• [Extracted information]:
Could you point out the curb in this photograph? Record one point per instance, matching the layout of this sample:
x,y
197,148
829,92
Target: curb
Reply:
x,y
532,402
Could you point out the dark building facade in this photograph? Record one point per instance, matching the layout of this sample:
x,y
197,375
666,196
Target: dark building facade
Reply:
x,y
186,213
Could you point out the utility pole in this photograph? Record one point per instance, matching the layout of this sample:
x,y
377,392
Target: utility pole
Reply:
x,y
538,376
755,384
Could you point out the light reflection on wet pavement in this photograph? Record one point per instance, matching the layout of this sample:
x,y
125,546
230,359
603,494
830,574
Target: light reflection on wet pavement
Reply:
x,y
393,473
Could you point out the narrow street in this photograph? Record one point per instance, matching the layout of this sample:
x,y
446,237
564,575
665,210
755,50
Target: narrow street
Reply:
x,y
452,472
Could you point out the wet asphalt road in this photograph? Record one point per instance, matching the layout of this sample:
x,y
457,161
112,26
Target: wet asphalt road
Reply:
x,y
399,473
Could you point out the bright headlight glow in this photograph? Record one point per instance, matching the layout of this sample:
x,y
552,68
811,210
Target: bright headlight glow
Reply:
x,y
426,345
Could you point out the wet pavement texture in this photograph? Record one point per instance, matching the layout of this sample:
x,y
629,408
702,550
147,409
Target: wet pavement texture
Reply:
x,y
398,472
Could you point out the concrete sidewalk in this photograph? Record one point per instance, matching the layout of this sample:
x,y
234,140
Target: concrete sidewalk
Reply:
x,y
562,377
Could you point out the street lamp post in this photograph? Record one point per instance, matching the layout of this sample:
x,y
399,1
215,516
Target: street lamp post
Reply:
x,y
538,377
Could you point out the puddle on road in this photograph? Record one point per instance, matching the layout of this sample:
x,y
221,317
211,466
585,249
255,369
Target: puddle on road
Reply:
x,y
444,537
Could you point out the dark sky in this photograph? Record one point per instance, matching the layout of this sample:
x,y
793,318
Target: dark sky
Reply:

• [Task directions]:
Please copy out all of the records above word for word.

• [Worked answer]:
Could you point out the curb in this photograph? Record one point per instance, matching the layout of this sample:
x,y
197,148
829,92
Target: curb
Reply:
x,y
532,402
Could you point out the dark building facade in this photograph? Record one point per instance, matching the layout of this sample:
x,y
197,375
666,196
Target: dark building facade
Reply:
x,y
186,213
Could you point out the utility pole in this photograph? Record one point per instance, matching the layout of this sample:
x,y
377,392
Target: utility pole
Reply:
x,y
538,376
755,384
Could you point out the light reflection on wet pavement in this photograph? Record one point per instance, matching the layout of this sample:
x,y
125,546
230,359
603,494
830,574
Target: light reflection on wet pavement
Reply:
x,y
393,473
Could you point out the narrow street in this photograph? Record one point per instance, matching the layout of this sample:
x,y
446,237
564,575
665,210
755,50
Target: narrow street
Reply:
x,y
452,472
Could you point out the wet asphalt road in this photograph? Record one point per instance, matching the layout of this sample:
x,y
457,161
112,26
Target: wet asphalt road
Reply:
x,y
399,473
Could you point out the bright headlight glow in this photograph? Record one point per instance, matching the layout of this sample:
x,y
552,68
811,210
Target: bright headlight glow
Reply:
x,y
426,345
Could you point out the wet pavement texture in this photograph? Record one point per instance, matching the layout of this sample:
x,y
629,408
702,550
147,409
Target: wet pavement texture
Reply:
x,y
398,472
Could you point out the concrete sidewalk in this photograph? Record one point per instance, matching the layout of this sample:
x,y
234,140
Target: concrete sidewalk
Reply:
x,y
562,377
Could you point out the street lamp post in this photograph? Record one point per instance, matching the layout of this sample:
x,y
399,1
215,516
Target: street lamp post
Reply:
x,y
538,377
Could you point out the puddle on road in this photograph? Record one point per instance, matching the layout of this sample:
x,y
221,317
211,466
585,249
255,369
Target: puddle on road
Reply:
x,y
444,537
Could you point out the dark sky in this photograph? Record one point per instance, matching the layout of this sample:
x,y
793,318
Target: dark sky
Reply:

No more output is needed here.